◆ **REQUEST**
Restate the whole listing exactly.

↓↓↓

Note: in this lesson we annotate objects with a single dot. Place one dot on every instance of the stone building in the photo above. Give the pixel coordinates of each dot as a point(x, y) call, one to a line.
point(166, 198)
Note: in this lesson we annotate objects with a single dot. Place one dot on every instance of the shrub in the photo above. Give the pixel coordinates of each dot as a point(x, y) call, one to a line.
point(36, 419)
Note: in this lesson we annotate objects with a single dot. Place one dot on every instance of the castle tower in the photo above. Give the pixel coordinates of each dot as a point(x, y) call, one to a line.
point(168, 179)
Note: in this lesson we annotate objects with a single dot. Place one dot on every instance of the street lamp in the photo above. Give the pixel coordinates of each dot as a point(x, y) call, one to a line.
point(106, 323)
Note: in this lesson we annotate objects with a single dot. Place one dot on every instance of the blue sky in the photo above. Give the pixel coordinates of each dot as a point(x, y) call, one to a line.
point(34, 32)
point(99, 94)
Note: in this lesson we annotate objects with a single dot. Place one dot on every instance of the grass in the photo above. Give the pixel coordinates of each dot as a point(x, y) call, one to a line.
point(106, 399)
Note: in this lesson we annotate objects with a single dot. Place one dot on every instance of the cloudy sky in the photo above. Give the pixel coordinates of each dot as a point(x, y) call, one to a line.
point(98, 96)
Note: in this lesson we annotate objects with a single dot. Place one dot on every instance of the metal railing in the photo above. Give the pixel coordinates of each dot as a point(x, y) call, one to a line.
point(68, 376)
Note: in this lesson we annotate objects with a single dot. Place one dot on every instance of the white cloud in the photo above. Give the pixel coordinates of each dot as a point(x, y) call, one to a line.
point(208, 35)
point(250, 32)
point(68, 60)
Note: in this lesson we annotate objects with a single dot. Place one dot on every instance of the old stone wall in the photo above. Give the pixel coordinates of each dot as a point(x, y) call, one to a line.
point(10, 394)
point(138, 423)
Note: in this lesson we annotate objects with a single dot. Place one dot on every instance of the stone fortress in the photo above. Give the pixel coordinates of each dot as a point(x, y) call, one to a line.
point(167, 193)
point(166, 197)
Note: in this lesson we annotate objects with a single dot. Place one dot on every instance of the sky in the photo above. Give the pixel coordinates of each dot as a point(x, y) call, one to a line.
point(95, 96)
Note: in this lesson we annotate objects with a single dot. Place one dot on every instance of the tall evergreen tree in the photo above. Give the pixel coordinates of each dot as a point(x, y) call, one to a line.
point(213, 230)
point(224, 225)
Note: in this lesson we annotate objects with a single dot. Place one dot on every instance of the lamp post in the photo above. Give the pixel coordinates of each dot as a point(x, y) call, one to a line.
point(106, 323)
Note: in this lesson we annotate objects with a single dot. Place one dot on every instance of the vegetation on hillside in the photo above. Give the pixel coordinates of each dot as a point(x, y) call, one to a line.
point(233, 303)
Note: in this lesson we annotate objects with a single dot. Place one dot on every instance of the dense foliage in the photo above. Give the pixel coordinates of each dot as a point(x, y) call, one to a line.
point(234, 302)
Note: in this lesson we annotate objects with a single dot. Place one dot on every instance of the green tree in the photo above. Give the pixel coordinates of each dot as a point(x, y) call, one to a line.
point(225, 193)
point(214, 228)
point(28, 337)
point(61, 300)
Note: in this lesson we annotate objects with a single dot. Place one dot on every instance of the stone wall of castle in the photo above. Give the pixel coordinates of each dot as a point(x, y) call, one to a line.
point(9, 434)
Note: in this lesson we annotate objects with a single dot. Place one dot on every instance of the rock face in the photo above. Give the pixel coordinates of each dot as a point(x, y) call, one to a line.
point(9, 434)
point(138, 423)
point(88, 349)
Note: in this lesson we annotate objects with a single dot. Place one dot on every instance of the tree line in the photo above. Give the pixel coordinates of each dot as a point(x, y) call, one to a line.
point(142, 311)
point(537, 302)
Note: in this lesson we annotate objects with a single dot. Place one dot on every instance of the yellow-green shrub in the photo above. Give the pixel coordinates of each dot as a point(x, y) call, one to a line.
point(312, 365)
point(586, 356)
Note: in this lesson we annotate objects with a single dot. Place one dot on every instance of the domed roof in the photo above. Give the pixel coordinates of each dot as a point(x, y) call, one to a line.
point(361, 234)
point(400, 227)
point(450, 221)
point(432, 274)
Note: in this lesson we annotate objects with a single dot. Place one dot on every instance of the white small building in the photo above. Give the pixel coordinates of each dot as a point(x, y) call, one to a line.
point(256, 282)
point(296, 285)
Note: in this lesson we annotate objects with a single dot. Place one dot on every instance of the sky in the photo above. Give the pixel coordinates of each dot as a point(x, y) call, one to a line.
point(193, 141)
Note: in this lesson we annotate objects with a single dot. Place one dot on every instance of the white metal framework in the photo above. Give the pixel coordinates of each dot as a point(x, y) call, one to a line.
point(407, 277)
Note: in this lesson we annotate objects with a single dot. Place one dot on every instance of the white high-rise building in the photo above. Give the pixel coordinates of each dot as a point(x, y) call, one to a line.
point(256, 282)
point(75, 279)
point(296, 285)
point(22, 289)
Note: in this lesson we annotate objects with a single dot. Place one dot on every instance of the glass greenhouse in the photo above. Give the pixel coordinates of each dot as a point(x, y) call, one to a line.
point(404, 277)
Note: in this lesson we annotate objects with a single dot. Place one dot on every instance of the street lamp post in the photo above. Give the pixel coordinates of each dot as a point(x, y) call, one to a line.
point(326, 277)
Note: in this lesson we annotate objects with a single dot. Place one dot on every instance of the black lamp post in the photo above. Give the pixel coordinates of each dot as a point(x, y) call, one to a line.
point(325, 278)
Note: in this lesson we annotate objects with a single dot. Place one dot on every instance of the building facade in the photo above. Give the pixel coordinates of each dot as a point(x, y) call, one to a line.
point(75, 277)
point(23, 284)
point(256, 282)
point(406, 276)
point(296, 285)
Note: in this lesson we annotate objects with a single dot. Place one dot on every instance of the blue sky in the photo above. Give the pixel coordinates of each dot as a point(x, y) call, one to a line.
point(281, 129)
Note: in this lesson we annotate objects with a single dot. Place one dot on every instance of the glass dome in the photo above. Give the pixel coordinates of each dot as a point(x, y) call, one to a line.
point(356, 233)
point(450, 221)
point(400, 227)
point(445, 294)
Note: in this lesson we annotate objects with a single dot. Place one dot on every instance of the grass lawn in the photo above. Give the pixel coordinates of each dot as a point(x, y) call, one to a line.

↑↑↑

◆ **FINAL ANSWER**
Note: in this lesson we annotate objects with a single dot. Place one dot on every instance of the stone building in the photo above. Give the pixel coordinates of each dot as a point(x, y) call, one to a line.
point(166, 198)
Note: in this lesson we annotate objects with a single dot. Place one dot on every instance of the shrub in the photo above. Give the pixel coordinates of each dot as a point(x, y) call, one to a line.
point(36, 419)
Note: in this lesson we annotate objects with a single dot. Place one dot on every instance of the castle tower in the photo above. Give the pixel coordinates of each dot as a point(x, y) call, one to a line.
point(168, 179)
Note: in this lesson we annotate objects with a single dot. Place one dot on every instance of the street lamp in the photo above. Give the pixel coordinates of each dot as a point(x, y) call, one to a line.
point(106, 323)
Note: in this lesson we annotate objects with a single dot. Place one dot on every instance of the blue sky in the photo above. Give the pixel coordinates of each dot as a point(x, y) call, one to a line.
point(34, 32)
point(99, 94)
Note: in this lesson we annotate objects with a single dot. Place one dot on every instance of the grass in the photo above. Give the pixel coordinates of each dot as a point(x, y) call, one to a line.
point(106, 399)
Note: in this lesson we annotate objects with a single dot. Place one dot on every instance of the cloudy sky in the photo above. Give the pixel coordinates of each dot as a point(x, y) call, one to a line.
point(98, 96)
Note: in this lesson we annotate objects with a single dot. Place one dot on every instance of the metal railing in the photo above. Give the pixel coordinates of each dot as a point(x, y) call, one to a line.
point(68, 376)
Note: in this lesson we annotate objects with a single dot. Place one dot on every instance of the white cloud in the photo above. Give the pixel coordinates of each dot as a point(x, y) call, one to a line.
point(208, 35)
point(250, 32)
point(68, 60)
Note: in this lesson we annotate objects with a single dot. Place one dot on every instance of the old stone wall in the photo above. Give the pixel coordinates of each dot as a point(x, y) call, one to a line.
point(10, 394)
point(138, 423)
Note: in this lesson we annotate objects with a single dot. Place one dot on every instance of the stone fortress in the photo above. Give the pixel coordinates of each dot as a point(x, y) call, one to a line.
point(167, 193)
point(166, 197)
Note: in this lesson we annotate objects with a single dot. Place one dot on every instance of the sky in the photo above. Give the pixel coordinates of each dot as a point(x, y) call, one to a line.
point(95, 96)
Note: in this lesson we annotate objects with a single dot. Place one dot on every instance of the tall evergreen tree in the photo above. Give the pixel coordinates of each dot as a point(x, y) call, one to a line.
point(213, 230)
point(224, 225)
Note: in this lesson we annotate objects with a single dot. Place one dot on every instance of the lamp post in the photo above. Give the pixel coordinates of each dot as a point(x, y) call, one to a line.
point(106, 323)
Note: in this lesson we annotate objects with a single dot. Place one dot on every instance of the vegetation on hillside in the photo above. Give the pixel coordinates of each dot as a point(x, y) call, one to a line.
point(233, 303)
Note: in this lesson we annotate objects with a single dot. Place one dot on every instance of the dense foliage in the photo above. Give the pixel coordinates of each dot as a point(x, y) call, one to a line.
point(234, 302)
Note: in this lesson we annotate objects with a single dot. Place one dot on every instance of the green tree in the photo above. Give the pixel coordinates of each dot as a point(x, y) call, one to a line.
point(225, 193)
point(214, 228)
point(28, 337)
point(61, 300)
Note: in this lesson we annotate objects with a single dot. Place one dot on every instance of the stone wall of castle in the photo above. Give the pixel coordinates of each dot as a point(x, y) call, one to a line.
point(9, 434)
Note: in this lesson we annotate objects with a single dot. Place one dot on every instance of the rock face in the photo above. Give the pixel coordinates of each dot as a point(x, y) call, one to a line.
point(9, 434)
point(138, 423)
point(88, 349)
Note: in this lesson we annotate objects with a single dot. Place one dot on every instance of the tree line in the photo above. Give the pixel coordinates of each dot as a point(x, y) call, one to a line.
point(142, 311)
point(537, 302)
Note: in this lesson we annotate objects with a single dot. Place one dot on every instance of the yellow-green shrub in the photo above. Give the pixel coordinates of each dot as a point(x, y) call, one to a line.
point(312, 365)
point(586, 356)
Note: in this lesson we annotate objects with a single dot. Place one dot on every instance of the domed roof in the photo above. Give the pixel coordinates of each dot as a point(x, y) call, one to a line.
point(361, 234)
point(400, 227)
point(450, 221)
point(432, 274)
Note: in this lesson we annotate objects with a single dot. Place one dot on every instance of the white small building in the photo above. Give the pixel coordinates of each dot as a point(x, y) call, one to a line.
point(256, 282)
point(296, 285)
Note: in this lesson we annotate objects with a single dot. Place one dot on every instance of the sky in the photo above. Give the pixel coordinates of each dot as a point(x, y) call, one to a line.
point(193, 141)
Note: in this lesson we annotate objects with a single dot. Place one dot on every instance of the white metal framework in the photo above. Give the pixel coordinates of each dot as a point(x, y) call, one to a line.
point(407, 277)
Note: in this lesson we annotate objects with a single dot. Place one dot on every instance of the white high-rise building in the photo above. Give the pixel coordinates of each dot as a point(x, y) call, one to a line.
point(256, 282)
point(75, 279)
point(296, 285)
point(22, 289)
Note: in this lesson we annotate objects with a single dot. Place one dot on every instance of the glass greenhouse in the photo above. Give the pixel coordinates of each dot as a point(x, y) call, one to a line.
point(404, 277)
Note: in this lesson we annotate objects with a single dot. Place one dot on every instance of the street lamp post in the photo above. Give the pixel coordinates of each dot as a point(x, y) call, one to a line.
point(326, 277)
Note: in this lesson we annotate objects with a single dot. Place one dot on every instance of the black lamp post in the photo above. Give the pixel coordinates of each dot as a point(x, y) call, one to a line.
point(325, 278)
Note: in this lesson we annotate objects with a single dot. Place one dot on every instance of the building facade in the photo above. Give the pixel coordinates of each dot as a point(x, y) call, one to a line.
point(75, 277)
point(23, 284)
point(256, 282)
point(406, 276)
point(296, 285)
Note: in this lesson we annotate objects with a single dot. Place one dot on every instance of the blue sky in the photo above. Give the pixel coordinates of each dot as a point(x, y) call, one to a line.
point(281, 129)
Note: in this lesson we annotate objects with a single dot. Place one dot on every instance of the glass dome in the photo above. Give the pixel coordinates of each dot as a point(x, y) call, one to a line.
point(356, 233)
point(450, 221)
point(400, 227)
point(445, 294)
Note: in this lesson we annotate objects with a single dot. Place one dot on every instance of the grass lawn in the photo above. Give the pixel coordinates of each dot as a point(x, y) call, one to a line.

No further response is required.